- WHAT TO DO -
1) According to the Coutts blockade report, what additional charge does Joanne Person now face?
2) Extend the Coutts blockade report beyond its final sentence.

____ DOCUMENT

Alberta RCMP lay additional charges against two people in Coutts border blockade

RCMP have laid additional charges related to the almost three-week protest at the Coutts border crossing in southern Alberta.

Joanne Person, who is 62 and from Coutts, had already been charged with mischief and possession of a weapon. She now faces an additional count of dangerous operation of a motor vehicle.

A pickup truck drove through the blockade on Feb. 1 and headed toward oncoming traffic before becoming part of a head-on collision.


Related article: Trucker protest thins out but remains in place at southern Alberta border crossing


Mounties have also charged James Edward Sowery, 36 and from Flagstaff County, with assault with a weapon and dangerous operation of a motor vehicle after a large commercial vehicle drove at officers who had to run out of the way to avoid being hit.

Person and Sowery are to appear in court on March 28.

________
____ LISTED RECORDS

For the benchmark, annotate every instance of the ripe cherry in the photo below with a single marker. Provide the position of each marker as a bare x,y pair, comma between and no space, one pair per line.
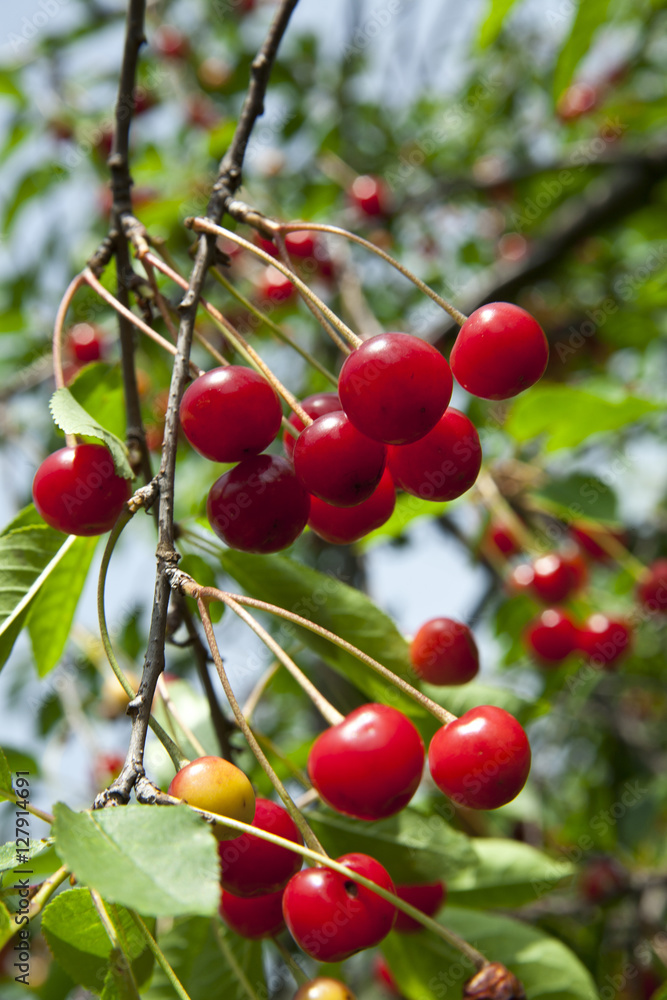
274,287
337,463
77,490
261,916
218,786
345,525
324,988
481,760
428,898
395,387
444,652
552,636
500,351
604,640
652,588
87,342
259,505
254,867
315,406
443,464
370,764
369,194
230,413
332,917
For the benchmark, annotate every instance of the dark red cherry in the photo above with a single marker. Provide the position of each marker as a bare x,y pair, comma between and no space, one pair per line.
428,898
337,463
482,760
332,917
395,387
345,525
604,640
230,413
259,505
552,636
254,867
315,406
370,764
444,651
442,465
77,490
261,916
499,351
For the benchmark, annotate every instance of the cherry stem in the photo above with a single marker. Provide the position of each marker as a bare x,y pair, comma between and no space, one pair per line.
277,330
206,226
301,822
290,227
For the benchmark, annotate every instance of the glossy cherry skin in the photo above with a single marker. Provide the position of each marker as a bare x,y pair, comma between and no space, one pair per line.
345,525
394,388
652,588
259,505
499,351
331,917
428,898
253,867
261,916
604,640
315,406
444,651
230,413
552,636
77,490
369,765
337,463
444,464
482,760
218,786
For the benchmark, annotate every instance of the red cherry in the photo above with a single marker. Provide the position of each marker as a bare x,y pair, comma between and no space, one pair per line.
331,917
315,406
428,898
444,464
370,764
444,652
552,636
230,413
337,463
259,505
395,387
274,287
261,916
370,195
604,640
652,588
481,760
254,867
77,490
87,342
500,351
345,525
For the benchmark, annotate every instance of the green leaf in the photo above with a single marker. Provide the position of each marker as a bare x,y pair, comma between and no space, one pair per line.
192,949
80,944
52,610
71,417
567,416
424,965
161,861
591,14
341,609
493,22
508,873
412,847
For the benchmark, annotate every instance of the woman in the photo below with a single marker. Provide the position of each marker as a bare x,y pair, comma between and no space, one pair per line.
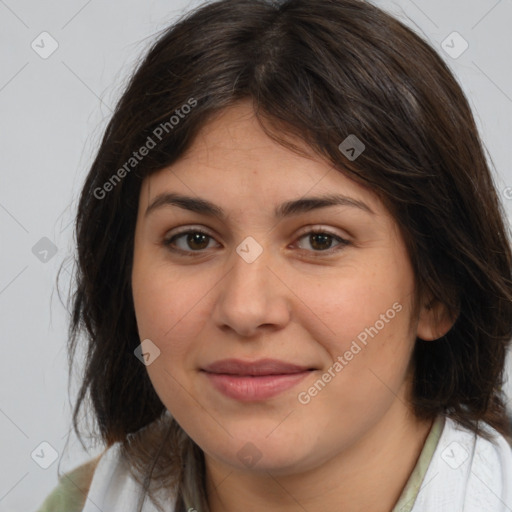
294,274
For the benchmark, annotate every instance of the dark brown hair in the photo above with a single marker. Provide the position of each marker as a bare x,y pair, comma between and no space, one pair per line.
319,70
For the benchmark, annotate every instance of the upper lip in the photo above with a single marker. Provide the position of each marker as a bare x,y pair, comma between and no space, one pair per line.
260,367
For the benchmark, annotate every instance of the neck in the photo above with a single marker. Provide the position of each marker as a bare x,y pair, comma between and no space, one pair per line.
368,476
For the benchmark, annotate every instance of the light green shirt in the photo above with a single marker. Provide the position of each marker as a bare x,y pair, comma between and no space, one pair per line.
71,492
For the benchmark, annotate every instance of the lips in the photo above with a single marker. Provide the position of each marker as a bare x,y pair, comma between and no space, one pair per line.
254,381
254,368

________

- THE RESULTS -
1) A count of dangerous operation of a motor vehicle.

2)
The new charges follow previous charges against 13 people after police found a cache of long guns, handguns, body armour, large amounts of ammunition and high-capacity magazines in three trailers on Feb. 14.

Police said the threat was “very serious” and the group was willing to use force if the blockade was disrupted.

WATCH: Premier Jason Kenney says the RCMP will remove the Coutts border blockade after police arrested 11 people and seized 13 long guns

Outside court Tuesday, about 20 people gathered in support of the accused who are still in custody and others who had been charged. Some were waving Canadian flags while others carried signs that read “Drop the charges,” “Scapegoat tactics are an abuse of the law” and “Truckers exposed Ottawa’s tyranny.”

Tony Hall, who found the group We the People YQL, decried “this effort to criminalize the Coutts 13 and treat them as terrorists and people who are so reprehensible.”

“It’s really ruthless the way the effort is to build up this image.”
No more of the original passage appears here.